TASK STATEMENT — The answer must consist only of the lines from the line with "Query: construction machine" to the line with "Mark the region of the construction machine.", both included, exactly as they stand below.

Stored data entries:
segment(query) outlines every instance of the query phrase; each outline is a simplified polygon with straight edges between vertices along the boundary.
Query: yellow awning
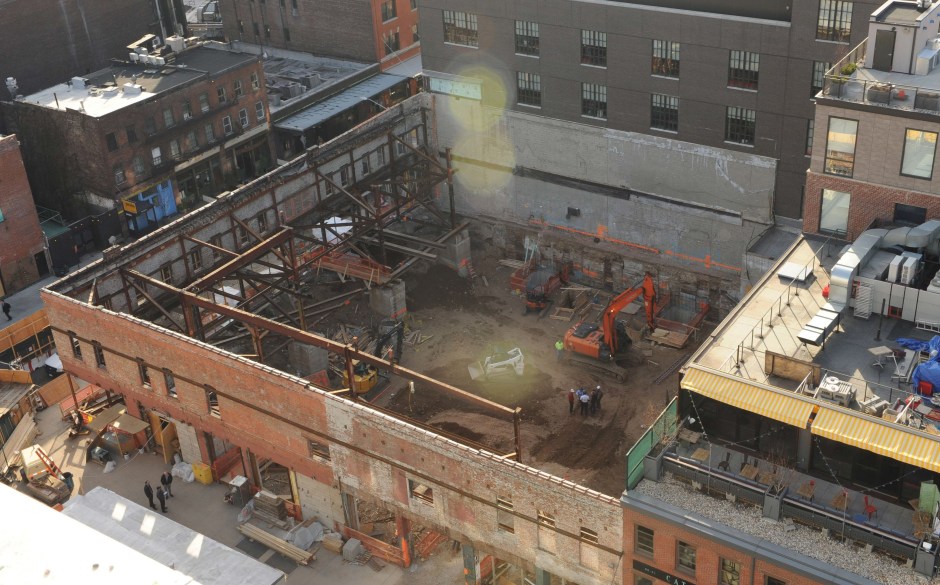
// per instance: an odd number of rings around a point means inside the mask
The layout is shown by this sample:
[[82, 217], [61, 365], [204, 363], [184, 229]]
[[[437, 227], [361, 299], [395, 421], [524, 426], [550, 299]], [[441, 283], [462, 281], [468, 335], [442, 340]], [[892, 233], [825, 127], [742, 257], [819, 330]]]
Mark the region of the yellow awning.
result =
[[861, 413], [820, 408], [813, 434], [940, 472], [940, 440]]
[[792, 392], [775, 390], [751, 380], [698, 368], [686, 372], [680, 386], [696, 394], [801, 429], [806, 428], [809, 415], [815, 406]]

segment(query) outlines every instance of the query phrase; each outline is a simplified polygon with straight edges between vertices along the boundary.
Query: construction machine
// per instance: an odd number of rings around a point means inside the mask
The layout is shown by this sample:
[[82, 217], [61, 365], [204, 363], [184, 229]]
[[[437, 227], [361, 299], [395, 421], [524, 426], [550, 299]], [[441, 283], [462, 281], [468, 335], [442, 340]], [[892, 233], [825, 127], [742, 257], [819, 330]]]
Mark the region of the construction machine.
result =
[[72, 474], [63, 472], [39, 445], [31, 445], [21, 452], [23, 465], [20, 474], [22, 490], [47, 506], [64, 503], [72, 495]]
[[627, 377], [627, 370], [617, 365], [630, 345], [626, 323], [617, 316], [627, 305], [643, 298], [646, 312], [646, 325], [650, 331], [656, 328], [654, 323], [656, 286], [653, 277], [647, 274], [640, 286], [634, 286], [614, 297], [601, 314], [601, 322], [585, 323], [581, 321], [565, 333], [565, 358], [568, 362], [584, 364], [602, 373], [613, 376], [618, 382]]
[[558, 290], [561, 285], [568, 283], [568, 273], [571, 265], [565, 264], [561, 270], [552, 268], [539, 268], [529, 275], [525, 284], [525, 312], [541, 311], [549, 305], [548, 297]]
[[[387, 319], [379, 325], [379, 336], [375, 340], [375, 348], [372, 355], [378, 358], [387, 359], [392, 363], [398, 363], [401, 359], [402, 342], [405, 336], [405, 324], [402, 321], [393, 321]], [[393, 337], [395, 339], [393, 339]], [[359, 360], [353, 360], [353, 384], [352, 388], [356, 394], [365, 394], [375, 388], [379, 382], [379, 372], [375, 366], [363, 363]], [[349, 374], [343, 369], [343, 386], [349, 388]]]

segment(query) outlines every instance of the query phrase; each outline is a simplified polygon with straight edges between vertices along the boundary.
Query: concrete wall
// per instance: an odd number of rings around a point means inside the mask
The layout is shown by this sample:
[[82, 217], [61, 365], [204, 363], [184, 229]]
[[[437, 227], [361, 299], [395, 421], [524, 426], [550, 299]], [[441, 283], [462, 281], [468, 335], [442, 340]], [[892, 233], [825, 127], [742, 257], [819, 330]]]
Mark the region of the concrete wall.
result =
[[45, 254], [36, 204], [15, 135], [0, 137], [0, 212], [0, 279], [3, 294], [8, 294], [39, 278], [34, 255]]
[[[772, 222], [773, 159], [434, 100], [438, 145], [453, 148], [461, 213], [710, 257], [732, 269]], [[580, 216], [569, 216], [569, 207]]]

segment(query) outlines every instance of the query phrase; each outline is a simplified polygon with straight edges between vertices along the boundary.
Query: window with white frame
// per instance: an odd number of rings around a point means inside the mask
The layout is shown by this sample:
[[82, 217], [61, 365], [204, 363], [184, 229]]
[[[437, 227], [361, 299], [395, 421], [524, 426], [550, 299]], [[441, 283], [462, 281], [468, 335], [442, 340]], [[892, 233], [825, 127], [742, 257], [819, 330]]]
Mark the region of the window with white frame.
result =
[[538, 57], [539, 23], [527, 20], [516, 21], [516, 54]]
[[241, 124], [242, 128], [247, 128], [250, 122], [248, 121], [248, 109], [242, 108], [238, 110], [238, 123]]
[[819, 206], [819, 231], [844, 236], [849, 229], [852, 195], [835, 189], [822, 190]]
[[261, 80], [258, 78], [257, 71], [254, 71], [251, 74], [251, 89], [253, 90], [261, 89]]
[[259, 122], [264, 122], [264, 102], [255, 102], [255, 118], [257, 118]]
[[728, 60], [728, 87], [756, 90], [759, 73], [759, 53], [731, 51]]
[[124, 174], [124, 165], [118, 163], [114, 165], [114, 184], [121, 186], [127, 182], [127, 175]]
[[757, 134], [757, 112], [730, 106], [725, 118], [725, 140], [753, 146]]
[[908, 128], [904, 131], [904, 156], [901, 174], [918, 179], [933, 176], [933, 161], [937, 155], [937, 133]]
[[150, 156], [153, 158], [153, 165], [157, 166], [163, 163], [163, 156], [160, 154], [160, 147], [154, 146], [150, 149]]
[[581, 64], [607, 67], [607, 33], [596, 30], [581, 31]]
[[236, 79], [235, 82], [232, 83], [232, 90], [233, 90], [232, 93], [235, 94], [235, 98], [236, 98], [236, 99], [242, 97], [243, 95], [245, 95], [244, 90], [242, 90], [242, 80], [241, 80], [241, 79]]
[[823, 41], [849, 42], [852, 36], [852, 2], [819, 0], [816, 38]]
[[140, 155], [134, 157], [134, 160], [131, 161], [131, 165], [134, 167], [135, 175], [142, 175], [147, 171], [146, 163], [144, 162], [144, 157]]
[[444, 42], [478, 47], [477, 15], [469, 12], [444, 11]]
[[679, 43], [653, 39], [653, 75], [679, 77]]
[[209, 144], [215, 142], [215, 127], [212, 125], [212, 122], [206, 124], [204, 130], [206, 134], [206, 142]]
[[815, 97], [823, 90], [826, 83], [826, 71], [832, 69], [832, 63], [813, 61], [813, 81], [809, 88], [809, 96]]
[[826, 135], [826, 161], [823, 172], [829, 175], [851, 177], [855, 172], [855, 139], [858, 120], [829, 118]]
[[231, 116], [225, 116], [224, 118], [222, 118], [222, 132], [223, 132], [226, 136], [228, 136], [228, 135], [230, 135], [230, 134], [231, 134], [232, 132], [234, 132], [234, 131], [235, 131], [235, 130], [232, 128], [232, 117], [231, 117]]
[[581, 84], [581, 115], [607, 119], [607, 86], [594, 83]]
[[679, 131], [679, 97], [654, 93], [651, 98], [650, 128]]
[[516, 72], [516, 101], [523, 106], [542, 106], [542, 78], [538, 73]]
[[813, 156], [813, 134], [816, 130], [816, 120], [806, 121], [806, 156]]
[[203, 113], [209, 111], [209, 94], [199, 94], [199, 110]]

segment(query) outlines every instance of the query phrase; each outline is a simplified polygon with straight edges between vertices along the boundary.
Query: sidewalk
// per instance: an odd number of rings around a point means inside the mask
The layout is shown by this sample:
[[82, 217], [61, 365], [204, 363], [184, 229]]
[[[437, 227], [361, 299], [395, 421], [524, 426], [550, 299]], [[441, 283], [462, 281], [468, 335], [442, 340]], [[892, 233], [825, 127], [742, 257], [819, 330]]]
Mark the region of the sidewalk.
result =
[[[101, 252], [84, 254], [79, 261], [78, 266], [73, 266], [69, 270], [69, 273], [75, 272], [79, 268], [84, 268], [99, 258], [101, 258]], [[37, 280], [23, 290], [7, 295], [6, 300], [12, 307], [10, 310], [10, 316], [13, 317], [13, 320], [7, 321], [2, 316], [0, 316], [0, 330], [9, 327], [17, 321], [21, 321], [26, 317], [29, 317], [41, 309], [43, 305], [42, 299], [39, 298], [39, 291], [42, 289], [42, 287], [52, 284], [53, 282], [59, 280], [59, 278], [60, 277], [56, 276], [55, 274], [50, 273], [49, 276], [41, 280]]]
[[[62, 468], [74, 475], [74, 494], [87, 492], [95, 487], [105, 487], [130, 500], [146, 505], [143, 492], [144, 480], [159, 485], [160, 474], [167, 466], [162, 458], [145, 453], [118, 462], [111, 473], [104, 473], [98, 463], [84, 463], [85, 444], [88, 436], [68, 439], [68, 424], [60, 419], [59, 409], [47, 408], [36, 415], [41, 434], [36, 441]], [[269, 553], [264, 547], [242, 537], [236, 529], [239, 509], [222, 501], [226, 488], [221, 484], [202, 485], [185, 483], [179, 478], [173, 482], [173, 497], [167, 502], [167, 515], [197, 532], [258, 558], [285, 573], [287, 582], [294, 584], [343, 585], [458, 585], [463, 583], [463, 557], [452, 554], [446, 544], [441, 545], [427, 562], [418, 562], [411, 569], [401, 569], [386, 564], [381, 571], [367, 566], [351, 565], [341, 555], [321, 548], [317, 558], [307, 567], [301, 567], [287, 559]]]

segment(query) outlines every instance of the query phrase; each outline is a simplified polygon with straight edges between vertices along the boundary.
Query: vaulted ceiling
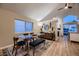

OUTPUT —
Query: construction machine
// per instance: an odd number of rings around a point means inside the mask
The layout is shown by this sample:
[[82, 217], [61, 365], [204, 363], [184, 229]]
[[[437, 227], [361, 299], [395, 421], [524, 426], [550, 299]], [[441, 283], [462, 281], [468, 335], [442, 340]], [[892, 233], [825, 127], [742, 257], [819, 330]]]
Mark the region of the construction machine.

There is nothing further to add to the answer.